### Input material
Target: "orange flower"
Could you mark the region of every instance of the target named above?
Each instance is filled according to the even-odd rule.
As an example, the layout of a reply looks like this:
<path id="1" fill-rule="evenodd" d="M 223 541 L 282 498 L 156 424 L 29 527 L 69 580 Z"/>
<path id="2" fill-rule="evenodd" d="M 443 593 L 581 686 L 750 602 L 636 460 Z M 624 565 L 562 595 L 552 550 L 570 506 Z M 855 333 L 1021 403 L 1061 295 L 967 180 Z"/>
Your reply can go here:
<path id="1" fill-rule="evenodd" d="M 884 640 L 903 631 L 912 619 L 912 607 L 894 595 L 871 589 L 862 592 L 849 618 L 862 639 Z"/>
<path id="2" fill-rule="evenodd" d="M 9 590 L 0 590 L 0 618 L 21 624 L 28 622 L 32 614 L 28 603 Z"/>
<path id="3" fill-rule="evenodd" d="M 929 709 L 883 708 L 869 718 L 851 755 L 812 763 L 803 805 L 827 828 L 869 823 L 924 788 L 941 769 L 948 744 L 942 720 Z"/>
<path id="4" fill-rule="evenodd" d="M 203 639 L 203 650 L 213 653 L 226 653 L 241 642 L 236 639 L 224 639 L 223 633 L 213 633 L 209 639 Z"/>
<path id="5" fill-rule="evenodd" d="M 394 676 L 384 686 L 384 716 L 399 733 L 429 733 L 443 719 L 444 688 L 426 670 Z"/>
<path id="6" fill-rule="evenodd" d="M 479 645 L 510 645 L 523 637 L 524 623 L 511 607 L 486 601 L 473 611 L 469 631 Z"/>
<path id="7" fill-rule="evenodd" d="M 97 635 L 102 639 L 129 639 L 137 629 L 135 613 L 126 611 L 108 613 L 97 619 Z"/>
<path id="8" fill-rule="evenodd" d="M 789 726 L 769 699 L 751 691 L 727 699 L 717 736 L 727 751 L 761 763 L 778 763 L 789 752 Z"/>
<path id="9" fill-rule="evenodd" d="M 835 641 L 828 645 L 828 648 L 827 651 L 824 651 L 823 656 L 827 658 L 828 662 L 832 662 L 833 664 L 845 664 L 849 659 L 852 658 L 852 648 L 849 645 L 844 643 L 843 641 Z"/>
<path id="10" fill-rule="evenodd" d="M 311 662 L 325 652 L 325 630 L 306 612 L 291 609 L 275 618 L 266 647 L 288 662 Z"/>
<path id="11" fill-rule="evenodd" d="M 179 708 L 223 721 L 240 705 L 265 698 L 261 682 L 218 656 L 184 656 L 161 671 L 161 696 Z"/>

### Set problem
Reproduce the entries word for word, from their first line through the line that contains "394 676 L 384", with both of those lines included.

### Right answer
Target: "orange flower"
Could you mark the region of every instance of the target named above?
Each instance is filled according to the even-odd rule.
As an example, the layout of a reply looks like this:
<path id="1" fill-rule="evenodd" d="M 223 541 L 282 498 L 156 424 L 29 527 L 69 580 Z"/>
<path id="2" fill-rule="evenodd" d="M 443 593 L 581 686 L 750 602 L 636 460 Z M 624 565 L 562 595 L 552 550 L 570 506 Z M 855 333 L 1021 403 L 1061 295 L 967 180 Z"/>
Your reply can go here:
<path id="1" fill-rule="evenodd" d="M 884 640 L 903 631 L 912 619 L 912 607 L 894 595 L 871 589 L 862 592 L 849 618 L 862 639 Z"/>
<path id="2" fill-rule="evenodd" d="M 9 590 L 0 590 L 0 618 L 21 624 L 28 622 L 32 614 L 28 603 Z"/>
<path id="3" fill-rule="evenodd" d="M 929 709 L 883 708 L 869 718 L 851 755 L 812 763 L 803 805 L 827 828 L 869 823 L 924 788 L 941 769 L 948 744 L 942 720 Z"/>
<path id="4" fill-rule="evenodd" d="M 203 639 L 203 650 L 213 653 L 226 653 L 241 642 L 236 639 L 224 639 L 223 633 L 213 633 L 209 639 Z"/>
<path id="5" fill-rule="evenodd" d="M 394 676 L 384 686 L 384 716 L 399 733 L 429 733 L 443 719 L 444 688 L 426 670 Z"/>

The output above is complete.